▸ Consigne 1
Réponds à ces questions à partir de l'extrait sur Tadej Pogacar donné plus bas :
(a) À qui l'UCI a-t-elle confié la lutte contre le dopage mécanique ?
(b) Combien d'étapes Tadej Pogacar avait-il gagnées sur le Tour de France l'an dernier ?
(c) Quel coureur s'est imposé à Superbagnères et à La Plagne ?

Reste le soupçon d'un dopage mécanique et d'un moteur dans le vélo. Soupçon encore alimenté par le fait que Tadej Pogacar ne se met que rarement en danseuse. Mais là aussi, l'UCI veille. Les vélos sont contrôlés régulièrement et la lutte contre cette fraude particulière confiée à un ancien de l'anti-terrorisme américain.
L'arrogance du maillot jaune
À cela s'ajoute désormais une nouvelle critique : ultra-dominateurs, Tadej Pogacar et ses coéquipiers pécheraient par arrogance. Un dédain qui avait point dès le Criterium du Dauphiné à quelques semaines du Tour lorsque le Slovène avait humilié son rival Jonas Vingegaard sur les étapes de montagne. Avec en prime des petites piques à l'arrivée, comme lorsqu’il disait ne pas avoir terminé à fond pour garder de l'énergie pour les photos et les interviews.
Sur ce Tour, la suprématie de Pogacar a commencé à ressembler à un règne de terreur. Dans l'univers feutré du cyclisme, il n'hésite plus à s'abonner au "trash-talk" de ces adversaires impuissants. Son équipe aussi fait peur. Elle cadenasse la course, filtre les coureurs ayant le droit de s'échapper. Et le Slovène distribue les cadeaux à ses équipiers : un maillot à pois par ici, une victoire d'étape par là.
"On ne cherche pas à être arrogants, on essaie juste de se rendre la course la plus facile possible pour gagner. Certains feraient mieux de se taire, ça sonnera super arrogant mais bon", avait répondu le Slovène dans la foulée, défendant son équipe.
Devoir de victoire
D'autres défendent l'attitude des UAE et de Pogacar, à l'image de Rolf Aldag, directeur sportif de l'équipe Red Bull-Bora : "Ce n'est pas de sa faute si les autres ne sont pas aussi bons que lui". Selon lui, Tadej Pogacar a un devoir de victoire envers ses équipiers qui martyrisent le peloton, durant le Tour et le reste de la saison.
Pourtant, Tadej Pogacar a mis de l'eau dans son vin. Alors que l'an dernier, il avait effectué une razzia dans le Tour de France avec six victoires d'étapes et un fabuleux triplé sur la 19e, 20e et 21e, il a laissé cette année quelques miettes à la concurrence. Il n'a gagné "que" quatre étapes et a laissé à d'autres coureurs le prestige du Ventoux et du col de la Loze. Thymen Arensman aura profité de cette mansuétude en s'imposant à Superbagnères et à La Plagne avec cette désagréable impression que Pogacar n'aurait eu qu'à le vouloir pour l'emporter.
La lassitude d'être seul au sommet
Tadej Pogacar s'est-il assagi ? A-t-il appris à en laisser aux autres ? Ou à écouter ses directeurs sportifs qui tentent depuis des années de réfréner son tempérament offensif ? Sans doute un peu de tout cela.
Mais les conférences de presse des deux étapes alpestres ont peut-être esquissé une autre explication. Tadej Pogacar est apparu bougon, blasé, concédant "compter les kilomètres" sur chaque étape. Loin de l'image de trublion du peloton qu'il a habituellement.
À force de courir contre sa nature, d'enchaîner les jours de course et d'essuyer les critiques, Tadej Pogacar a-t-il perdu la flamme ? Le Slovène ambitionnait initialement de réaliser un doublé Tour – Vuelta cette année pour chasser le seul grand tour manquant à son palmarès. Difficilement imaginable vu son état d'esprit actuel. À moins qu'une course moins exposée médiatiquement et qu'il connait moins, pendant trois semaines au soleil, ne soit exactement ce dont a besoin "Pogie" pour soigner ses états d'âme. Restera ensuite à dissiper les soupçons.

▸ Consigne 2
Transforme en liste JSON de chaînes les lignes du listing ci-dessous comprises entre la ligne qui contient "any yellow flower" et celle qui contient "[403, 589, 601, 713]", ces deux lignes incluses. Mets une chaîne par ligne et laisse de côté les lignes vides.

Relevés d'étiquetage de zones
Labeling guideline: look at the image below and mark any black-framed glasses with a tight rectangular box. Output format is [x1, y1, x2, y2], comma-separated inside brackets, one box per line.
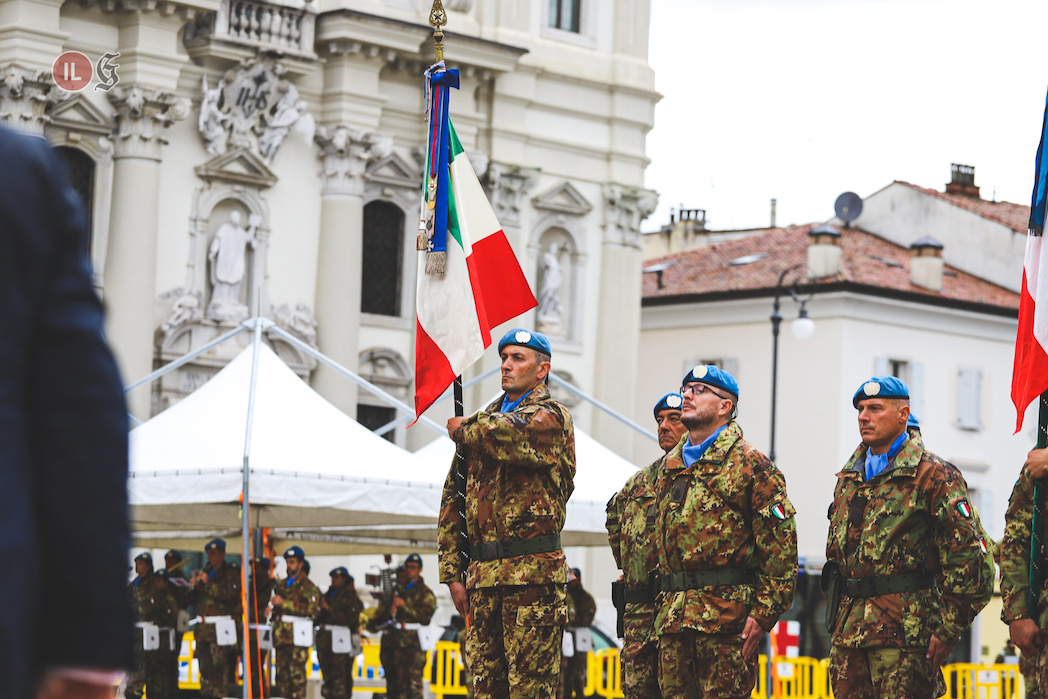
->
[680, 384, 730, 400]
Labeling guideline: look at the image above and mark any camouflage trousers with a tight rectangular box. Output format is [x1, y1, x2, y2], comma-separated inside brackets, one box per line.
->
[378, 632, 425, 699]
[830, 646, 946, 699]
[194, 640, 240, 699]
[466, 583, 568, 699]
[275, 646, 309, 699]
[658, 629, 754, 699]
[316, 641, 356, 699]
[620, 638, 662, 699]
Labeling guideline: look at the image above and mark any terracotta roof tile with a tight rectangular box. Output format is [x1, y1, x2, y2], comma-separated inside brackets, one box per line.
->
[896, 180, 1030, 233]
[642, 223, 1019, 309]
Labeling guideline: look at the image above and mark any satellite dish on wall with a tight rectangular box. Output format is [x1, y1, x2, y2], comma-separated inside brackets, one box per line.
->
[833, 192, 863, 228]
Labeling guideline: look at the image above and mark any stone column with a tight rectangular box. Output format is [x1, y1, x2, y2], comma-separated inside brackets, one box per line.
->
[104, 85, 190, 420]
[593, 184, 658, 458]
[312, 126, 393, 417]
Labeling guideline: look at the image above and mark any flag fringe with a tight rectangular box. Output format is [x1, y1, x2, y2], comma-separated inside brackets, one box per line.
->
[425, 250, 447, 277]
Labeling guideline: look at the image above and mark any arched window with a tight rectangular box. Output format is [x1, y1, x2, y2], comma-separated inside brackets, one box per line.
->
[361, 201, 405, 315]
[54, 146, 94, 259]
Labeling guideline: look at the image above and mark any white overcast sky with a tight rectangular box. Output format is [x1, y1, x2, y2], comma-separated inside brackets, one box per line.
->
[643, 0, 1048, 231]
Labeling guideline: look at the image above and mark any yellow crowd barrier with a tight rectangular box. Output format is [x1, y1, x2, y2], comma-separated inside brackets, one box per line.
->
[169, 633, 1023, 699]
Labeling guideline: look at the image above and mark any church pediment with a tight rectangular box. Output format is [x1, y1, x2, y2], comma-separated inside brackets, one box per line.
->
[196, 148, 277, 189]
[48, 94, 115, 135]
[531, 180, 593, 216]
[368, 151, 422, 190]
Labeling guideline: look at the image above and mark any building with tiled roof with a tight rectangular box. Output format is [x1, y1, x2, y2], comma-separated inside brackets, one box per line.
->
[855, 165, 1030, 291]
[634, 223, 1036, 660]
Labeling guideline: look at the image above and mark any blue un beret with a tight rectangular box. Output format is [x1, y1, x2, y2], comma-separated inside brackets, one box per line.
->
[680, 364, 739, 400]
[655, 391, 684, 420]
[499, 328, 553, 356]
[852, 376, 910, 408]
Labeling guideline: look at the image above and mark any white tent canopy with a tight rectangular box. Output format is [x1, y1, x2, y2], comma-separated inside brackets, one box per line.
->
[415, 428, 637, 546]
[128, 344, 445, 552]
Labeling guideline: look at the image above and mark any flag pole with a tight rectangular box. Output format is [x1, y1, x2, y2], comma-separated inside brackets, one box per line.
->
[419, 0, 470, 584]
[1027, 391, 1048, 619]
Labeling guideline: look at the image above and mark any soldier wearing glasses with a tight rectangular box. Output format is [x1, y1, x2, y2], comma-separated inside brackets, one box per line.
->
[650, 365, 796, 699]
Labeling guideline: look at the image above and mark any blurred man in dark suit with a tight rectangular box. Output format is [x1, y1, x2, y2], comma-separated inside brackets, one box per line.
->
[0, 128, 133, 699]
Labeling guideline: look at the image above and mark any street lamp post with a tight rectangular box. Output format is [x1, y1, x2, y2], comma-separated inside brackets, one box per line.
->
[768, 263, 815, 462]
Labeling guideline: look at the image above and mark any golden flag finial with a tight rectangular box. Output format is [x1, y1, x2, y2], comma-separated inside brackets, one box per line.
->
[430, 0, 447, 63]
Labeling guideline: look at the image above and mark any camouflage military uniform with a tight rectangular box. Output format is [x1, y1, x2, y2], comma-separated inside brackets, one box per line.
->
[564, 587, 596, 699]
[124, 572, 157, 699]
[272, 572, 321, 699]
[316, 583, 364, 699]
[189, 562, 243, 699]
[247, 571, 277, 697]
[373, 577, 437, 699]
[606, 456, 662, 699]
[826, 435, 986, 699]
[438, 385, 575, 699]
[655, 422, 792, 699]
[1000, 466, 1048, 697]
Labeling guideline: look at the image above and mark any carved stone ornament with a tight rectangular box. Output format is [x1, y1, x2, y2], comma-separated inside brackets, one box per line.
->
[314, 125, 393, 196]
[197, 56, 315, 165]
[107, 85, 190, 160]
[604, 184, 658, 249]
[0, 65, 72, 136]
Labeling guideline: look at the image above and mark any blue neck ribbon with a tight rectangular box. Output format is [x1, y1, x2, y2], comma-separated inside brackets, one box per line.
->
[866, 430, 910, 480]
[681, 424, 727, 466]
[502, 389, 534, 413]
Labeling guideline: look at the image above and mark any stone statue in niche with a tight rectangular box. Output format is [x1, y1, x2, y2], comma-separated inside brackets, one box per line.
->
[538, 242, 565, 327]
[206, 211, 262, 323]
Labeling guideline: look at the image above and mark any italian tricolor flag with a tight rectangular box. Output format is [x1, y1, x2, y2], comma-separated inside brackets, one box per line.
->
[415, 126, 538, 416]
[1011, 233, 1048, 432]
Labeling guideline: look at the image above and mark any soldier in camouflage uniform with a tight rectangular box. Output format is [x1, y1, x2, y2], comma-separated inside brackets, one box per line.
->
[189, 539, 243, 699]
[653, 365, 792, 699]
[824, 376, 985, 699]
[606, 392, 687, 699]
[146, 569, 180, 699]
[272, 546, 321, 699]
[316, 567, 364, 699]
[247, 555, 277, 697]
[438, 330, 575, 699]
[1000, 450, 1048, 696]
[124, 553, 156, 699]
[565, 568, 596, 699]
[372, 553, 437, 699]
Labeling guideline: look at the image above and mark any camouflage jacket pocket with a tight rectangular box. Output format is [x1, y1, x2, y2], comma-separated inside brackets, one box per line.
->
[517, 604, 568, 627]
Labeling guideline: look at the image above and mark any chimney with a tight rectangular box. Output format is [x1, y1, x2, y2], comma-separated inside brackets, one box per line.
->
[946, 162, 979, 199]
[808, 223, 840, 279]
[910, 238, 942, 291]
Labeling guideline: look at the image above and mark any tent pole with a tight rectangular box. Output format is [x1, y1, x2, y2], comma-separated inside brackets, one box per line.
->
[240, 318, 262, 699]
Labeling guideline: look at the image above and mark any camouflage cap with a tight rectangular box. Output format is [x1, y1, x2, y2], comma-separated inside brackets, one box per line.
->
[655, 391, 684, 420]
[852, 376, 910, 408]
[680, 364, 739, 400]
[499, 328, 553, 356]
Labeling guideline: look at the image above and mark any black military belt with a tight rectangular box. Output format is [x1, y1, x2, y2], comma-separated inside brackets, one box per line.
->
[845, 572, 935, 597]
[626, 587, 655, 605]
[470, 533, 561, 561]
[652, 568, 757, 592]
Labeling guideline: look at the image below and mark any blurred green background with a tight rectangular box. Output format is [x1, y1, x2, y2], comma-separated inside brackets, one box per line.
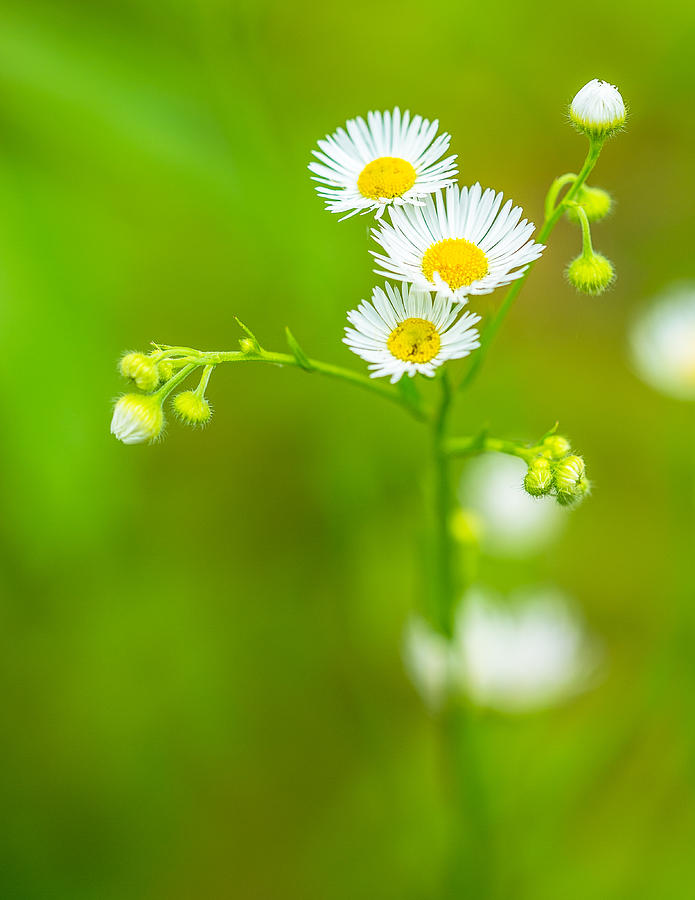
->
[0, 0, 695, 900]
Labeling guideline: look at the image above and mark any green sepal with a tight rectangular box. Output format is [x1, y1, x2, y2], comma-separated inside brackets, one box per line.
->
[285, 325, 314, 372]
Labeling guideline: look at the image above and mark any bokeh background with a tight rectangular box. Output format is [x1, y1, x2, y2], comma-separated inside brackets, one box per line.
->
[0, 0, 695, 900]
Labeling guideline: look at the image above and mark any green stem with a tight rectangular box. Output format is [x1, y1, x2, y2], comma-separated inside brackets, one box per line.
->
[444, 436, 541, 462]
[432, 372, 456, 638]
[545, 172, 577, 220]
[567, 202, 594, 259]
[460, 138, 604, 390]
[152, 363, 198, 401]
[162, 345, 428, 422]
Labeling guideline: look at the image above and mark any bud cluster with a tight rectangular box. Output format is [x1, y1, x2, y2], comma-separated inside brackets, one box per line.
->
[564, 78, 627, 296]
[111, 347, 213, 444]
[524, 434, 589, 506]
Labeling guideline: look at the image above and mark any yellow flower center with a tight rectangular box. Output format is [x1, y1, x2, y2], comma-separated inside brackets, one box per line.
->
[357, 156, 417, 200]
[422, 238, 488, 291]
[386, 319, 441, 362]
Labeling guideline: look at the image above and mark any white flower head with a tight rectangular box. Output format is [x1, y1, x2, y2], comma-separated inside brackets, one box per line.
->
[372, 184, 545, 303]
[111, 394, 164, 444]
[343, 283, 480, 384]
[570, 78, 626, 137]
[630, 282, 695, 400]
[309, 107, 457, 219]
[452, 589, 598, 712]
[459, 453, 566, 558]
[403, 589, 601, 713]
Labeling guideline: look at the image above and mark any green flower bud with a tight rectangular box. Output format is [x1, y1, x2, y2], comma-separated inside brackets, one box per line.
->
[541, 434, 572, 459]
[158, 359, 174, 382]
[119, 353, 159, 392]
[555, 456, 589, 506]
[111, 394, 164, 444]
[567, 185, 613, 224]
[524, 456, 553, 497]
[567, 253, 615, 296]
[174, 391, 212, 425]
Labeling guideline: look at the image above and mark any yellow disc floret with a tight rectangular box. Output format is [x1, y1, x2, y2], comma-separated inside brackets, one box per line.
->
[386, 319, 441, 363]
[422, 238, 488, 291]
[357, 156, 417, 200]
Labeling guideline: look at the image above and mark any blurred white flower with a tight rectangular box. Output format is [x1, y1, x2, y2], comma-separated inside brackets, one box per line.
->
[630, 282, 695, 400]
[404, 589, 599, 713]
[452, 589, 597, 712]
[460, 453, 565, 556]
[403, 616, 452, 710]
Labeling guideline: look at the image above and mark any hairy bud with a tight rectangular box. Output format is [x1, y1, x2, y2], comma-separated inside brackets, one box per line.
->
[119, 353, 160, 392]
[524, 456, 553, 497]
[567, 252, 615, 296]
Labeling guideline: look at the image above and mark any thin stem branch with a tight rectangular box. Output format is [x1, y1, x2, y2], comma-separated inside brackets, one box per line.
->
[444, 436, 541, 462]
[432, 372, 456, 638]
[162, 345, 428, 422]
[460, 138, 603, 390]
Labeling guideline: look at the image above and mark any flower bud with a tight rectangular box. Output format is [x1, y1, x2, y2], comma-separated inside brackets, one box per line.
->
[567, 252, 615, 296]
[174, 391, 212, 425]
[541, 434, 572, 459]
[570, 78, 626, 139]
[524, 456, 553, 497]
[119, 353, 159, 391]
[158, 359, 174, 382]
[555, 456, 589, 506]
[567, 185, 613, 224]
[111, 394, 164, 444]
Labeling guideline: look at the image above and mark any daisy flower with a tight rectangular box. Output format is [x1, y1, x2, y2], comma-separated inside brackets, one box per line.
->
[343, 284, 480, 384]
[372, 184, 545, 303]
[309, 107, 457, 219]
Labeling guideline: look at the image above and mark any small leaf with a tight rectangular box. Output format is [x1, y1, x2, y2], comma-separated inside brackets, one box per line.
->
[234, 316, 260, 347]
[285, 326, 314, 372]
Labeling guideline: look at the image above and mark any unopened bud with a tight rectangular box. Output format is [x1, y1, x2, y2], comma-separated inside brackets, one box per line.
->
[174, 391, 212, 425]
[119, 353, 159, 392]
[555, 456, 589, 506]
[567, 253, 615, 296]
[524, 456, 553, 497]
[111, 394, 164, 444]
[570, 78, 626, 139]
[567, 185, 613, 223]
[541, 434, 572, 459]
[158, 359, 174, 382]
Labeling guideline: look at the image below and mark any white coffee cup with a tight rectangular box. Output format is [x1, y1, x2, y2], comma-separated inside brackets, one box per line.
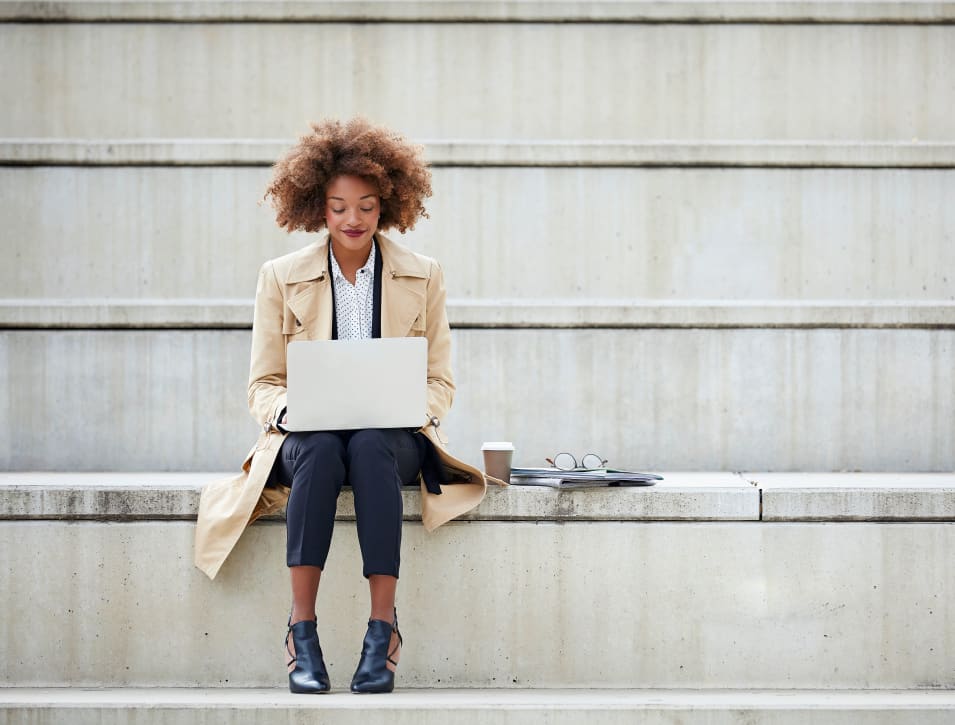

▸ Réponse 1
(a) À un ancien de l'anti-terrorisme américain.
(b) Six étapes.
(c) Thymen Arensman.

▸ Réponse 2
[
  "Labeling guideline: look at the image above and mark any yellow flower center with a tight rectangular box. Output format is [x1, y1, x2, y2], comma-separated inside brackets, one box per line.",
  "->",
  "[357, 156, 417, 200]",
  "[422, 238, 488, 291]",
  "[386, 319, 441, 362]",
  "Labeling guideline: look at the image above and mark any white flower head with a tight rectangular box. Output format is [x1, y1, x2, y2], comma-separated inside brackets, one box per line.",
  "->",
  "[372, 184, 545, 303]",
  "[111, 394, 164, 444]",
  "[343, 283, 480, 384]",
  "[570, 78, 626, 137]",
  "[630, 282, 695, 400]",
  "[309, 107, 457, 219]",
  "[452, 589, 598, 712]",
  "[459, 453, 566, 558]",
  "[403, 589, 601, 713]"
]